Reproduce word for word every line from the first one through the line containing "When you are", both included.

◆ ITEMS ◆

★ ★ ★ ★

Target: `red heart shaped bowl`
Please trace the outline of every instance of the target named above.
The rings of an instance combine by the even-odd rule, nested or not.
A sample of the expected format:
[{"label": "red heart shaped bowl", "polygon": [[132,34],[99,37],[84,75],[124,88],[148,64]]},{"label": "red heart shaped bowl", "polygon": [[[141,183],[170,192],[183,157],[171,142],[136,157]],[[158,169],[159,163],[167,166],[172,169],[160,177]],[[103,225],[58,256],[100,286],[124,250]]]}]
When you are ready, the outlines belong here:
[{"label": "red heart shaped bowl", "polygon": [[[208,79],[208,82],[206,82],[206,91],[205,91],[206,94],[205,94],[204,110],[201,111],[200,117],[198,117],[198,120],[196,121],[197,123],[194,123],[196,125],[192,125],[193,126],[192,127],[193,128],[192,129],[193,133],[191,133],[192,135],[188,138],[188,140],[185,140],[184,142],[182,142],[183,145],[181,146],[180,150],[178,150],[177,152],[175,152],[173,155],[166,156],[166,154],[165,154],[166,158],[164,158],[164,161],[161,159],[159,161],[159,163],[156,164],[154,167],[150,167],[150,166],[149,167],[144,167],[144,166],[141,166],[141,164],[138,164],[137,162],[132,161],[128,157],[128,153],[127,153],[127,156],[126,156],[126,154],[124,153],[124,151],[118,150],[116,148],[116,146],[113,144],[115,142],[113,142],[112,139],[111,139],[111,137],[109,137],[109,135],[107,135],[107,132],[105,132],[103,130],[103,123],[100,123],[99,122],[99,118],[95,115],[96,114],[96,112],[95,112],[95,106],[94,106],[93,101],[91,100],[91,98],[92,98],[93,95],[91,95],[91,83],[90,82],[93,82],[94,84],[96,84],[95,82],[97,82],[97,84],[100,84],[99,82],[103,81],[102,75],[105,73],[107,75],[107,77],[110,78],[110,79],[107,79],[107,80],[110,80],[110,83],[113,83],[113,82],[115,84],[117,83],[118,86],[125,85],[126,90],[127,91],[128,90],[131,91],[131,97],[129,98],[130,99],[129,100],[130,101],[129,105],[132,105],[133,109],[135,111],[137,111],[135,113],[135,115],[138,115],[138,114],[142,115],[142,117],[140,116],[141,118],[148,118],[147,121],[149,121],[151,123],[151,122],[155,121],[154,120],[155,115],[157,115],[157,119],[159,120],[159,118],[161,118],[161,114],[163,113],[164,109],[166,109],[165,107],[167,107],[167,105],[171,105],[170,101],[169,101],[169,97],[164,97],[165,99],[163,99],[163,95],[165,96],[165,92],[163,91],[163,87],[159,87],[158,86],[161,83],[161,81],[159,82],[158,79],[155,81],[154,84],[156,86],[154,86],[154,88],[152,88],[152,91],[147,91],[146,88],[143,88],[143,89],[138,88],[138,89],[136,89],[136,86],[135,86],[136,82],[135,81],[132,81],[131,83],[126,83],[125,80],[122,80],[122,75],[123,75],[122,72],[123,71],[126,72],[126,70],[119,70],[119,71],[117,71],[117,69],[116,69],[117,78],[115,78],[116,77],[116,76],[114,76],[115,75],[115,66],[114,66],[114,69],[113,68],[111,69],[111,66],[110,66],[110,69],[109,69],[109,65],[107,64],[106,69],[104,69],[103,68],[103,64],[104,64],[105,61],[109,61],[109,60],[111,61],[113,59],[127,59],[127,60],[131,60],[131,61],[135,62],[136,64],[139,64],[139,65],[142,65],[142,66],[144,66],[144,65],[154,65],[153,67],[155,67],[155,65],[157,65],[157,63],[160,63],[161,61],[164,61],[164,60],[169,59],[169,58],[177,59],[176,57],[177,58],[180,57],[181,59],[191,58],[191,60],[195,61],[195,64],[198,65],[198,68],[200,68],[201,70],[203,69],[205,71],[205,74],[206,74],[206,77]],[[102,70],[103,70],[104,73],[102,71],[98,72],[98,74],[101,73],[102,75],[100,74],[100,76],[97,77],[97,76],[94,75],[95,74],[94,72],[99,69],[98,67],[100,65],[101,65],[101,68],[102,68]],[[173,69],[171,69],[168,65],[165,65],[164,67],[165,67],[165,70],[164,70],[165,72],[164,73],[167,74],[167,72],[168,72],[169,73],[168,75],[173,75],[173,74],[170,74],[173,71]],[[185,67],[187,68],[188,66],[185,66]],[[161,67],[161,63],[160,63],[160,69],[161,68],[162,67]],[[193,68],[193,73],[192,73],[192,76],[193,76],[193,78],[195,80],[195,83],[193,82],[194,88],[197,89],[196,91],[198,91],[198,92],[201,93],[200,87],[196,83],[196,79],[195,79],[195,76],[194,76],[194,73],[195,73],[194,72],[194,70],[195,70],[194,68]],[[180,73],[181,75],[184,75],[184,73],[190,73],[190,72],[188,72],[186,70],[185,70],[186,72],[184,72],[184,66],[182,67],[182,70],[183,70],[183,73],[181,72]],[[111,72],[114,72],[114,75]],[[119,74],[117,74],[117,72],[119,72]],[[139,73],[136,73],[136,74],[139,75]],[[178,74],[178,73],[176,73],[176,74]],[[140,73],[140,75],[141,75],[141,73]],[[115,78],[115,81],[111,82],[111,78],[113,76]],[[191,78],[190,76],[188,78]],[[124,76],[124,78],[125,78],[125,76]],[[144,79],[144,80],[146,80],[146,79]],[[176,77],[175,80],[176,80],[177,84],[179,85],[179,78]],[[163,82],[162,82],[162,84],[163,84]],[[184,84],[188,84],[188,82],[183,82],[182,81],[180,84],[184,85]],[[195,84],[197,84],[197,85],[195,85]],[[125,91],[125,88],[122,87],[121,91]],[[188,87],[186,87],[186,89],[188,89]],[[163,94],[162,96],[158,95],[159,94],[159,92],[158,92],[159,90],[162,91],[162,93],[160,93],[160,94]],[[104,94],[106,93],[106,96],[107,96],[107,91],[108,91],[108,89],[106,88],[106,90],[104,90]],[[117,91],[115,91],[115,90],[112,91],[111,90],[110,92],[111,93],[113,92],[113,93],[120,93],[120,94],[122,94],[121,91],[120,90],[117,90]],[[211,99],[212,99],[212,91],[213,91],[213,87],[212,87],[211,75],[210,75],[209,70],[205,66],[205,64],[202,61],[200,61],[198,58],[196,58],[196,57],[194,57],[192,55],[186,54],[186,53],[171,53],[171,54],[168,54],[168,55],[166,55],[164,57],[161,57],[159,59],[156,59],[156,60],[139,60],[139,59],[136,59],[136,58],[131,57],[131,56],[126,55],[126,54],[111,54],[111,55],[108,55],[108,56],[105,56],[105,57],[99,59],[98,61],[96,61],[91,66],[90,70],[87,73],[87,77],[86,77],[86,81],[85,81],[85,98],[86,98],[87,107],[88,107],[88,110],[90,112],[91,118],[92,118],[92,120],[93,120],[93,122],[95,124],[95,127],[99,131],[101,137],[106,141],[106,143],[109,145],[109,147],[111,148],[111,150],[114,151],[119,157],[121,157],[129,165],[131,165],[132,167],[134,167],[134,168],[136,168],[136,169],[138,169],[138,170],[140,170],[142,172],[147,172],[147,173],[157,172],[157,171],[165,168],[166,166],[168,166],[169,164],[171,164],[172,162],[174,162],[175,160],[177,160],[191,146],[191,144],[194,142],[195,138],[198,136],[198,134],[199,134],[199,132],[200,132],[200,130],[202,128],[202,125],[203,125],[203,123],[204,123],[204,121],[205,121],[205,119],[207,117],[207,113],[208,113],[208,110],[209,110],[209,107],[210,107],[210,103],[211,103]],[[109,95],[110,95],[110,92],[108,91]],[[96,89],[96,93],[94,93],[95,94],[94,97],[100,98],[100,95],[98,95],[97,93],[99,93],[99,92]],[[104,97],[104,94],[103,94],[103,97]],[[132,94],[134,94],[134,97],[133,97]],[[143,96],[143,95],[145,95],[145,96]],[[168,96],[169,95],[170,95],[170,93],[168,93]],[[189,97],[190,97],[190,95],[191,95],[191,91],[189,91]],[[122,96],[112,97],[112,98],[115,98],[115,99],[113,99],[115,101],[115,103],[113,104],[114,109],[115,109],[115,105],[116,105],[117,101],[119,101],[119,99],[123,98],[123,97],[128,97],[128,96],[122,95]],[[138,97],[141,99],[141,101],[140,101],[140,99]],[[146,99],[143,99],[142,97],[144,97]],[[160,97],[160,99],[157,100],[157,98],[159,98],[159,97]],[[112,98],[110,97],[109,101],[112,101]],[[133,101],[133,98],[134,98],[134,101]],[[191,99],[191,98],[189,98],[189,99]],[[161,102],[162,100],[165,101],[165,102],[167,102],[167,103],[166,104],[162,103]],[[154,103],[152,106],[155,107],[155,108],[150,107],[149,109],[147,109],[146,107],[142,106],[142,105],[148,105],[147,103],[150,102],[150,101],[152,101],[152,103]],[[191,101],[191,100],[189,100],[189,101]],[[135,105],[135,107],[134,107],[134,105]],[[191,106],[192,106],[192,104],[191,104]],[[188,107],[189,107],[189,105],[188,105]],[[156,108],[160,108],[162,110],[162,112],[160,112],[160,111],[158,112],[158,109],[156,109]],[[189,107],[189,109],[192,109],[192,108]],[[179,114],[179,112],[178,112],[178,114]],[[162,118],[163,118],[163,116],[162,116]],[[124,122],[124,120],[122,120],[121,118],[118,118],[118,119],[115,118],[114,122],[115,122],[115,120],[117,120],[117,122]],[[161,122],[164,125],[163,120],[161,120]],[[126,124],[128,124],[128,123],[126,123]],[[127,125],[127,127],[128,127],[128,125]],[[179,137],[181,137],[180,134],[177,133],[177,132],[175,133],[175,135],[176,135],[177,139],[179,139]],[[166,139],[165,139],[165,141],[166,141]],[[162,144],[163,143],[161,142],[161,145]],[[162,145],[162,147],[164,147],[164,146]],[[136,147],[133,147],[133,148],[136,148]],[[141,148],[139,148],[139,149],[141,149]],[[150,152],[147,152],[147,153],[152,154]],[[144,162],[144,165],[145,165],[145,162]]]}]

★ ★ ★ ★

◆ SOLUTION ◆
Target: `red heart shaped bowl`
Please trace the outline of every instance of the target named above.
The rings of an instance combine by the even-odd rule, nested or not.
A sample of the expected format:
[{"label": "red heart shaped bowl", "polygon": [[132,34],[99,37],[84,75],[124,88],[148,64]]},{"label": "red heart shaped bowl", "polygon": [[[141,183],[170,192],[183,157],[171,142],[136,157]],[[158,169],[159,163],[167,166],[172,169],[160,177]],[[103,225],[58,256],[100,286],[124,250]]]}]
When you are ready, the outlines belong here:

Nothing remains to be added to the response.